#### DATASET RECORDS
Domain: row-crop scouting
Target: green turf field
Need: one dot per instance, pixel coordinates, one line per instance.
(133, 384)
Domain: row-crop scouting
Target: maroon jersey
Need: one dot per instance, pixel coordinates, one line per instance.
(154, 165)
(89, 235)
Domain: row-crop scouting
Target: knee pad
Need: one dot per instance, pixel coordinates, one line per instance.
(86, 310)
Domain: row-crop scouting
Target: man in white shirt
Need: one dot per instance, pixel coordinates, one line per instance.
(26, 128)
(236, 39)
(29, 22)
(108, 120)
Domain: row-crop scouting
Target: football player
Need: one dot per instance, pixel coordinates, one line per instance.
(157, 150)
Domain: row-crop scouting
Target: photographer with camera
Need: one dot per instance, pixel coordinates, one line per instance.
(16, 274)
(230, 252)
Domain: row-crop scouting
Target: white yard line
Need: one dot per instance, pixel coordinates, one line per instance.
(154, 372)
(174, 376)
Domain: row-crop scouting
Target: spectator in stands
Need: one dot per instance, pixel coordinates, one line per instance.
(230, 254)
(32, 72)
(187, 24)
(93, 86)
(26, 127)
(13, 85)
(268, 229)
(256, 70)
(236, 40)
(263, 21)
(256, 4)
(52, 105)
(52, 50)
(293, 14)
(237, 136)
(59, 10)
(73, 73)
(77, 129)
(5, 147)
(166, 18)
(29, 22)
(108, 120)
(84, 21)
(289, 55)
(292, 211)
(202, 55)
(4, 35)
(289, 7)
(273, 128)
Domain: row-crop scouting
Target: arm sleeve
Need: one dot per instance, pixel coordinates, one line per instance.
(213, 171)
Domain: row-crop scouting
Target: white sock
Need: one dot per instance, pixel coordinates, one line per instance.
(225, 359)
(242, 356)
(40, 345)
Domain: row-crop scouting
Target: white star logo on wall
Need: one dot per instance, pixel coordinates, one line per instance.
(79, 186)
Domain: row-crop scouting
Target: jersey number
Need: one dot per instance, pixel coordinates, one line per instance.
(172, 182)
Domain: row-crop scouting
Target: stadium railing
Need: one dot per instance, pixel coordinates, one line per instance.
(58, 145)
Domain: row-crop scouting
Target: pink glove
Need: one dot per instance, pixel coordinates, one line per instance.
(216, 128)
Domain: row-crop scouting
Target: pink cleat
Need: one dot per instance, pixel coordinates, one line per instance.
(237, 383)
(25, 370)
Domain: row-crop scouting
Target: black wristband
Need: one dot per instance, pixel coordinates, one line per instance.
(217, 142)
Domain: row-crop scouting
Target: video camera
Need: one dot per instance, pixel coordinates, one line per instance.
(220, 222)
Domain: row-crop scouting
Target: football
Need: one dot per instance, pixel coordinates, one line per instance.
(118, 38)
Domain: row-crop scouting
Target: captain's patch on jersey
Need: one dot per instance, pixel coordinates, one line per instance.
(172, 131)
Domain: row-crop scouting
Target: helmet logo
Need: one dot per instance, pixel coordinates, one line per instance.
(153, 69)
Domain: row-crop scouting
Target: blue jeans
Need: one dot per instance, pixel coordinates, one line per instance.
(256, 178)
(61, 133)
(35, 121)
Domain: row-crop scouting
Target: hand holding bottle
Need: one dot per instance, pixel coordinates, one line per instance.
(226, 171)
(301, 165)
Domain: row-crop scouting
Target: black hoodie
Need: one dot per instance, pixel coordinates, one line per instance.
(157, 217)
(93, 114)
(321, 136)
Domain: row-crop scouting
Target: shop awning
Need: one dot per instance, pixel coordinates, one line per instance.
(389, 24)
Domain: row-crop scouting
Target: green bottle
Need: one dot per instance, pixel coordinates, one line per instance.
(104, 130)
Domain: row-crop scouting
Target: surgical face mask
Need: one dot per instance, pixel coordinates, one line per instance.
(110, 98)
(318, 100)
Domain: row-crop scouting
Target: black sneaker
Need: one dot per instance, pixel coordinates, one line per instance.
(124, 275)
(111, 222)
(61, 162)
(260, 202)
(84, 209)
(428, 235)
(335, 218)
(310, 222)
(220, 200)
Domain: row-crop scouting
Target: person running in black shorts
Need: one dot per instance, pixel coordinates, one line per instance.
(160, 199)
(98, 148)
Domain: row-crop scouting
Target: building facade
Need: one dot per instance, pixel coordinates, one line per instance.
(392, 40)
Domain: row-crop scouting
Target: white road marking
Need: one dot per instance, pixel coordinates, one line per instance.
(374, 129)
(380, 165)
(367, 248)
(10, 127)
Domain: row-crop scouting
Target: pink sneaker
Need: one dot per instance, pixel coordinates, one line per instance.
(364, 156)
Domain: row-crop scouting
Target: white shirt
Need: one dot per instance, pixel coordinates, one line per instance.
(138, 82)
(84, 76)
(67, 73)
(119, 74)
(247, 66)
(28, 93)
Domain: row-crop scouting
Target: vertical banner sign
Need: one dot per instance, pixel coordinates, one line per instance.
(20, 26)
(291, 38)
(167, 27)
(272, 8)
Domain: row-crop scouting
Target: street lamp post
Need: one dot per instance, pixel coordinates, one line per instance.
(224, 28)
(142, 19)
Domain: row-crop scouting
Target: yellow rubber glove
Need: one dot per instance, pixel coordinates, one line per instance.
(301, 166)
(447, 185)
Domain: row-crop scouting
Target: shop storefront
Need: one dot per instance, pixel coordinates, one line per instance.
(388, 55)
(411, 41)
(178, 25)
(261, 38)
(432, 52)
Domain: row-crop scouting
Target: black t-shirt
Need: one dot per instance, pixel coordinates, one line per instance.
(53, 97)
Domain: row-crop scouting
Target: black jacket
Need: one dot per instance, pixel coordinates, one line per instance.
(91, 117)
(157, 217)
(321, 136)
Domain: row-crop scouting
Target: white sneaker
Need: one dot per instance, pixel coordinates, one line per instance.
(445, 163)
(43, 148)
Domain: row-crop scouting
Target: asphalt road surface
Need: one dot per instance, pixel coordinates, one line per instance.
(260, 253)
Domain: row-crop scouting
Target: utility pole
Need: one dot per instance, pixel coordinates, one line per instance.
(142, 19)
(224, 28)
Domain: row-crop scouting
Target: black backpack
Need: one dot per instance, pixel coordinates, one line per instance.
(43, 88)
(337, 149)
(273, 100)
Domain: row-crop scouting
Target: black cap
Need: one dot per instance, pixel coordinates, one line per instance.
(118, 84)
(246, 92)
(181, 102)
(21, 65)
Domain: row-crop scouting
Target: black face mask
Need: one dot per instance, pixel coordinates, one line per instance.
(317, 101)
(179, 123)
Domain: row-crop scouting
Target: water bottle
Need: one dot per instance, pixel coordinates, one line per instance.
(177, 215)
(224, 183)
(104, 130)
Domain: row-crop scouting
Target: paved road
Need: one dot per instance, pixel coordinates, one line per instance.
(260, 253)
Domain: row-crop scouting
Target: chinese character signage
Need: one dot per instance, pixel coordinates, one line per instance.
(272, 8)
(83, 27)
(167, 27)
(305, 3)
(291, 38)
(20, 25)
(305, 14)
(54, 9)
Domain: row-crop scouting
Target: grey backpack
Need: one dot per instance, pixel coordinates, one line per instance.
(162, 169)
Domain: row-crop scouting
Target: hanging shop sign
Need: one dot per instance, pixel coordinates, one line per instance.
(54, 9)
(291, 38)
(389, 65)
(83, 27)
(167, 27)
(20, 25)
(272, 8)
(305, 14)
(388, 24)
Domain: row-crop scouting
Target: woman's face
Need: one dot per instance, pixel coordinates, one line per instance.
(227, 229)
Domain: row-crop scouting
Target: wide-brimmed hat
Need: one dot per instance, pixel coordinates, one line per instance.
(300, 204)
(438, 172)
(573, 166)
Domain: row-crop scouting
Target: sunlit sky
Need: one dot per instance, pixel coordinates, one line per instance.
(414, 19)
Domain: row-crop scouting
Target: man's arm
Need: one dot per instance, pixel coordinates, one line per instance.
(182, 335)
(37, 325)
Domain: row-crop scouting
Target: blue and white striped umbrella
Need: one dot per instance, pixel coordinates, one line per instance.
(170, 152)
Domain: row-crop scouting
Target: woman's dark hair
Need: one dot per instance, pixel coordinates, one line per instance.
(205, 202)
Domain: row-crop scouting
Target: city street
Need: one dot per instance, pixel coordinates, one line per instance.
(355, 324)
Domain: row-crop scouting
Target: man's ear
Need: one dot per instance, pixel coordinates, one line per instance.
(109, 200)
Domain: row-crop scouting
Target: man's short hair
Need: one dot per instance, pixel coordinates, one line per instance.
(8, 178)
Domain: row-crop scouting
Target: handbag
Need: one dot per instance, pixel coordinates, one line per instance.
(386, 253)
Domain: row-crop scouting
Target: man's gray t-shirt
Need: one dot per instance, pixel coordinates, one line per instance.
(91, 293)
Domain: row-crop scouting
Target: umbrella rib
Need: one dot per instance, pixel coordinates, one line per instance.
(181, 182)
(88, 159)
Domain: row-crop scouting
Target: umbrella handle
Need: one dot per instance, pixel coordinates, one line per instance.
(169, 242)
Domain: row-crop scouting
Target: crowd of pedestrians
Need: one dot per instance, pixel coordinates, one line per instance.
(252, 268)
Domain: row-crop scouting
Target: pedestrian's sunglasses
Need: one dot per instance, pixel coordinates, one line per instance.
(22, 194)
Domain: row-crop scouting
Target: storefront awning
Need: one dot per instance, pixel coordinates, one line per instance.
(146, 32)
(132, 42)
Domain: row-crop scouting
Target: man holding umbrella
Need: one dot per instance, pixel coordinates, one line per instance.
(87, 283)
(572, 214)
########
◆ **WHAT THIS TASK INVOLVES**
What is the number of lines in the data that hold the string "storefront"? Answer with the number only.

◆ **EXPECTED OUTPUT**
2